# [What you need to do]
Transcribe the portion of the article on Verizon's 5G Home launch that lies between "Verizon’s fixed wireless" and "tells Wireless Week.", inclusive.

# [Supplied text]
========

Verizon’s fixed wireless 5G in-home broadband service went live this morning, with the first installation taking place at a customer’s home in Houston.
Dubbed 5G Home, the service is also being deployed today to customers in Los Angeles, Sacramento, and Indianapolis. Verizon is charging $50 per month for customers that also subscribe to its wireless service and $70 per month for non-Verizon Wireless customers.
“This is the first time that this has been done on the globe, nobody has done this before, so this is a first and that is why this day is so significant,” Mike Haberman, VP of network engineering at Verizon, tells Wireless Week.
Haberman, a 28-year veteran of Verizon who is responsible for building the network and has deployed a number of technologies including LTE, says there were a variety of components that needed to be implemented over the last four or five years before the service was ready to go live.
“The first thing you need to do is you need to get dark fiber,” he says. “And it needs to be available in a lot of places because of backhauling all of the traffic that you’re sending from the houses and devices that can get super high throughputs. It’s not enough to just get it from the device to the cell site, you have to be able to backhaul to a location to get it wherever it needs to go.”
Second is spectrum, according to Haberman, which Verizon has a plethora of millimeter wave spectrum, including in the 28 GHz band.
“You can’t deploy 5G without [mmWave spectrum],” he says. “You can try and do it at lower frequencies but the issue is you just don’t have the bandwidth.” That’s when 5G starts to look like LTE Advanced, Haberman says.
Third is densifying the network by installing new small cells in downtown areas, “to get lower and tighter to the customer,” Haberman notes.
Finally, he pointed to Verizon’s software-defined network, which he said isn’t quite needed for 5G deployment, but that the company is certainly utilizing to enable network slicing and moving core functions to the edge of the network to improve latency, among other things, for applications like VR.
First Installations
During the installation customers will get a new router form WMC, which Haberman says is similar to a typical router, and then a second small box that serves as a modem and delivers the 5G connectivity. So the 5G signal will be picked up from a Verizon cell site, travel to the modem, which is then connected via cable to the router in order to deliver WiFi throughout the home.
Customers with a WiFi mesh network will not need to change any setup or passwords, except to plug into the new router.
The fixed wireless broadband service is built on Verizon’s 5G TF network standard, but when 3GPP 5G NR standard-compliant equipment becomes available, customers’ equipment will be upgraded at no charge.
When it comes to a new antenna, Haberman says there’s two flavors, where a technician determines to either install inside or outside of the home, depending on the location.
For the initial deployments Verizon is doing white glove installs, but that’s not because a customer couldn’t necessarily do it themselves, according to Haberman.
“This is the first [5G deployment] on the globe and we just want to make sure it’s done right so that when we leave the service is in good working operation,” he says.
Verizon has said customers can expect average speeds of 300 Mbps and peak speeds of nearly 1 Gbps.

========

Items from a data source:

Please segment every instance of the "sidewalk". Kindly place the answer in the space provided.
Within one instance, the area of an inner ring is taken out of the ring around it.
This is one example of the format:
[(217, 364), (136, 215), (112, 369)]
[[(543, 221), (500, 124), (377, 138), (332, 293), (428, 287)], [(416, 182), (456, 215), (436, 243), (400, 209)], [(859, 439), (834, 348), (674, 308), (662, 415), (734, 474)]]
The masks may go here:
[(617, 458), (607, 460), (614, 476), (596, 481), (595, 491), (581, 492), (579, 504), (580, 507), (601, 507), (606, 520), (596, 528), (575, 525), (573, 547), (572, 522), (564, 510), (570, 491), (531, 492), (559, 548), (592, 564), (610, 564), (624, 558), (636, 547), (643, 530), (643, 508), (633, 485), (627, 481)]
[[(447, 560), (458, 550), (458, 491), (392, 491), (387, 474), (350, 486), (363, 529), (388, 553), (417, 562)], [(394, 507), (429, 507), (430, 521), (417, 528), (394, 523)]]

========

# [Task result]
Verizon’s fixed wireless 5G in-home broadband service went live this morning, with the first installation taking place at a customer’s home in Houston.
Dubbed 5G Home, the service is also being deployed today to customers in Los Angeles, Sacramento, and Indianapolis. Verizon is charging $50 per month for customers that also subscribe to its wireless service and $70 per month for non-Verizon Wireless customers.
“This is the first time that this has been done on the globe, nobody has done this before, so this is a first and that is why this day is so significant,” Mike Haberman, VP of network engineering at Verizon, tells Wireless Week.